EXERCISE DESCRIPTION
Restate each line of the listing exactly, without carrying over any pictures.

RECORDS FOR PROCESSING
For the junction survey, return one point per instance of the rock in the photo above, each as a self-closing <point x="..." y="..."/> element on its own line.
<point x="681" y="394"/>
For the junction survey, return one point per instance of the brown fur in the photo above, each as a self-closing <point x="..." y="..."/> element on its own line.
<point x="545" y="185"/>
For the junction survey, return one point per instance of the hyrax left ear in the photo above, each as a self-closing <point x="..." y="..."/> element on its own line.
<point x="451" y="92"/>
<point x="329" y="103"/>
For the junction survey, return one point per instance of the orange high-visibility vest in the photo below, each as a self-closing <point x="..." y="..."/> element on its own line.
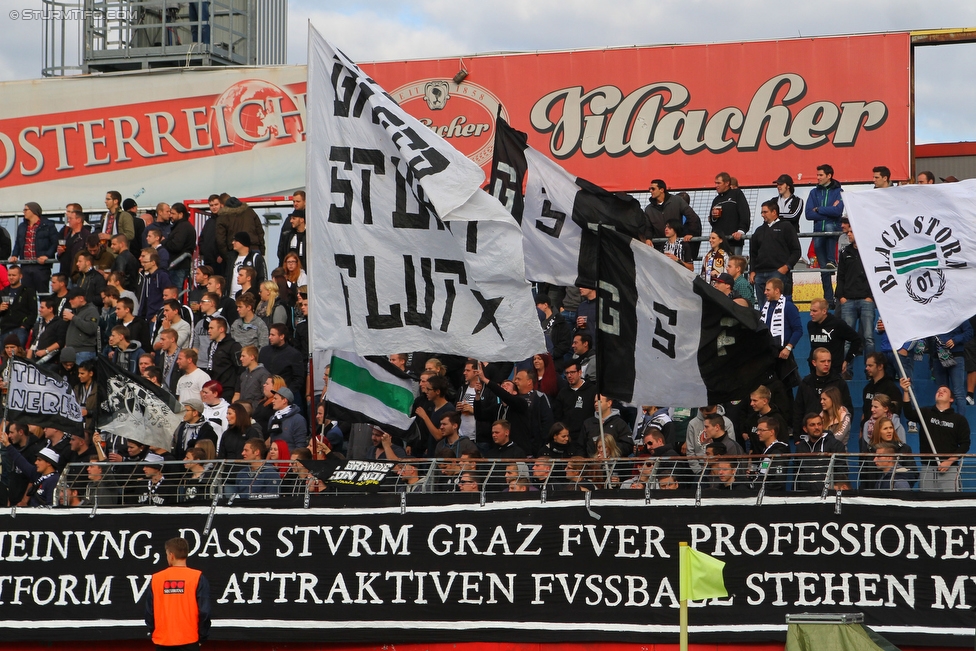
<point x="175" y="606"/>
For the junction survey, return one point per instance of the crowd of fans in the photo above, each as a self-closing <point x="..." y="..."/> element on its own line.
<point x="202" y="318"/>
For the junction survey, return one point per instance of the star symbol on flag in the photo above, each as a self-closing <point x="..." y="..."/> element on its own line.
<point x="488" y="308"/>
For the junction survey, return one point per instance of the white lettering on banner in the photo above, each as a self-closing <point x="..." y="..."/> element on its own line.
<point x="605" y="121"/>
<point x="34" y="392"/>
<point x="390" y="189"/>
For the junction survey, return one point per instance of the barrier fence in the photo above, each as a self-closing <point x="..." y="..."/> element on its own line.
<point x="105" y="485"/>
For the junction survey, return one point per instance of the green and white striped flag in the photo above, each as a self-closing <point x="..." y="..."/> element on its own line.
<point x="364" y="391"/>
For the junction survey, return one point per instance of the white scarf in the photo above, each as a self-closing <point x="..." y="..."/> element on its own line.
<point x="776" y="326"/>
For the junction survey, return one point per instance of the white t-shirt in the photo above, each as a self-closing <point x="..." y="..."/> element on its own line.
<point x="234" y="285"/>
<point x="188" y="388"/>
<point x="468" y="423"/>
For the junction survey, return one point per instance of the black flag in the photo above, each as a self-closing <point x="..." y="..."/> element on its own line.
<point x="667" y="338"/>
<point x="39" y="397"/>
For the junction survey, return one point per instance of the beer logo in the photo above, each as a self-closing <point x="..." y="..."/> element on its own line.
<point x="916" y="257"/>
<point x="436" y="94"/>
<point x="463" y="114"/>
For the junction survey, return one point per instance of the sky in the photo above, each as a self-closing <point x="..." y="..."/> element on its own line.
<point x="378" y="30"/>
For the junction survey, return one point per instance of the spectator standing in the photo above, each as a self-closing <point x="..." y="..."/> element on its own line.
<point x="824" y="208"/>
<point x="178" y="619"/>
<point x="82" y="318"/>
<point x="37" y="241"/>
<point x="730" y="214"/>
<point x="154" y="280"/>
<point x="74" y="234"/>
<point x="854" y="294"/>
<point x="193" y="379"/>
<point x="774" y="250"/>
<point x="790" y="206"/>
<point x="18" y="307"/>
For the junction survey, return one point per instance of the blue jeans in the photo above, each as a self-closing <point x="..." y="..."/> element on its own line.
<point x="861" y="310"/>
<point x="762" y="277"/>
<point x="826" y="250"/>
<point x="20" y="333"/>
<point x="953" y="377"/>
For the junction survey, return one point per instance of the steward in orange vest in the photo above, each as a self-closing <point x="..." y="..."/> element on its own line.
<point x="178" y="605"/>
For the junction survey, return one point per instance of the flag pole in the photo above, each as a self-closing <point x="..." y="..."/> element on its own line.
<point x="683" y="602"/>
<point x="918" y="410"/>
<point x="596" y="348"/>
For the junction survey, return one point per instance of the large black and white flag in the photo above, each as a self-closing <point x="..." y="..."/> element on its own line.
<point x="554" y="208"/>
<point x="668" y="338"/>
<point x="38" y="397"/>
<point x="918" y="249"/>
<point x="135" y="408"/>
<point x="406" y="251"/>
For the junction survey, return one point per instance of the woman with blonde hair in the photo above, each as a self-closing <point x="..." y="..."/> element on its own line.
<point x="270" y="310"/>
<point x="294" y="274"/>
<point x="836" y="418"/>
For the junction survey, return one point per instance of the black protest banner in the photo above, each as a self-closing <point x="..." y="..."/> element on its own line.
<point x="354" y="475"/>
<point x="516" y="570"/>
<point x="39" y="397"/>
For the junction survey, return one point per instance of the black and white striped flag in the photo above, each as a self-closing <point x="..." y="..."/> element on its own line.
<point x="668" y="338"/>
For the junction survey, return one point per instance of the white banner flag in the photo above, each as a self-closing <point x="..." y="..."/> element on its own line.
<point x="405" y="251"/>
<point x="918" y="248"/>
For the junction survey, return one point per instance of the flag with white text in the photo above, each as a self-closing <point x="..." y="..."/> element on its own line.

RESPONSE TO THIS EXERCISE
For the junction survey, return one point per instance of the rock in the photo above, each as a self-closing <point x="..." y="..."/> element on its own line.
<point x="681" y="394"/>
For the junction survey, return one point per instance of the brown fur in the photo above, each as a self-closing <point x="..." y="..."/> element on its own line.
<point x="545" y="185"/>
For the junction survey, return one point per instance of the hyrax left ear in the photo above, each as a self-closing <point x="..." y="..."/> element on its own line.
<point x="451" y="92"/>
<point x="329" y="103"/>
For the junction survey, return one point per instance of the orange high-visibility vest in the photo below, each as a self-closing <point x="..." y="..."/> element on its own line.
<point x="175" y="606"/>
For the junction survey, return one point per instance of the crowd of fans in the photo above, each as a self-closing <point x="..." y="..."/> element on its own line.
<point x="202" y="318"/>
For the junction survey, return one point per instance of the star symbol on flag in the photo above, each as a self-closing <point x="..." y="..."/> element on its own line.
<point x="488" y="308"/>
For the junction survey, return one point per instance of the white lettering on banner in the photo above, each as a self-closing <point x="..." y="..."/> element on its own line.
<point x="605" y="121"/>
<point x="34" y="392"/>
<point x="390" y="189"/>
For the junction survey, return one point per instance of the barrier fence in the photo above, each as a self-closing <point x="..." y="..."/> element on its own line.
<point x="105" y="485"/>
For the junction survey, return one point per instance of the green and white striped flag in the photo above, each as a self-closing <point x="..." y="..."/> element on its own line.
<point x="364" y="391"/>
For the junction survey, return one point per instance of the white scarf in the photo above, each as a self-closing <point x="..." y="..."/> element on its own line.
<point x="776" y="326"/>
For the junction survey, return one point per instance of the white t-shirt in the photo above, each as a self-closing <point x="..." y="..."/> element on its own line.
<point x="234" y="285"/>
<point x="188" y="388"/>
<point x="468" y="423"/>
For the junction survey, return one point per instance of the black flag in the photo above, each as a self-closing <point x="..." y="..."/> element on its own line.
<point x="667" y="338"/>
<point x="39" y="397"/>
For the junction survey, return one point per instance of the beer logo in the photo above, each as a self-closing <point x="..." y="..."/> element on its own line.
<point x="916" y="257"/>
<point x="436" y="94"/>
<point x="463" y="114"/>
For the junction survey, return one point per instance of the sky in the photo above, each as a self-closing <point x="..." y="..."/> element on its own line.
<point x="378" y="30"/>
For the junction survey, return one point per instance of the spectator standing in the photo above, each as a self-closing <point x="..." y="..."/> element on its own line.
<point x="824" y="208"/>
<point x="178" y="619"/>
<point x="82" y="318"/>
<point x="37" y="241"/>
<point x="730" y="214"/>
<point x="154" y="280"/>
<point x="74" y="234"/>
<point x="854" y="294"/>
<point x="193" y="379"/>
<point x="774" y="250"/>
<point x="790" y="206"/>
<point x="18" y="307"/>
For the junction survey, return one point per instance of the blue jeans in the photo above, each as a self-closing <point x="..." y="..."/> element on its own line.
<point x="861" y="310"/>
<point x="762" y="277"/>
<point x="826" y="250"/>
<point x="20" y="333"/>
<point x="953" y="377"/>
For the junction survey, return one point per instance of the steward in orange vest in the photo above, each as a self-closing <point x="..." y="..."/> element on its own line.
<point x="178" y="605"/>
For the junction survey, return one point per instance of the flag pole in the photo above, each as a self-closing <point x="..." y="..."/> element on its own line.
<point x="683" y="602"/>
<point x="918" y="410"/>
<point x="596" y="348"/>
For the junction survey, return one point per instance of the large black and white flag in the photo above, each as a self-closing <point x="..." y="..."/> element on its own line.
<point x="554" y="208"/>
<point x="668" y="338"/>
<point x="38" y="397"/>
<point x="918" y="249"/>
<point x="135" y="408"/>
<point x="406" y="251"/>
For the junction survey, return one point per instance of the woman with blonde hair in the photo above, each as a self-closing <point x="..." y="..."/> element on its own line.
<point x="270" y="310"/>
<point x="294" y="274"/>
<point x="836" y="418"/>
For the junction survey, return one point per instance of the black protest banner in the photo above, each as a self-closing <point x="..." y="..."/> element on its own line.
<point x="354" y="475"/>
<point x="516" y="570"/>
<point x="39" y="397"/>
For the junction survey, return one point per instance of the black and white striped flag in the photo above, each as a self-closing <point x="..." y="..."/> element on its own line.
<point x="668" y="338"/>
For the junction survey, return one point per instance of the white banner flag in the photo above, each as a self-closing <point x="..." y="..."/> element on its own line.
<point x="405" y="251"/>
<point x="918" y="248"/>
For the junction survey, return one point per instance of the flag with white text in the photo above, each as a self-closing <point x="..." y="..."/> element on its own line.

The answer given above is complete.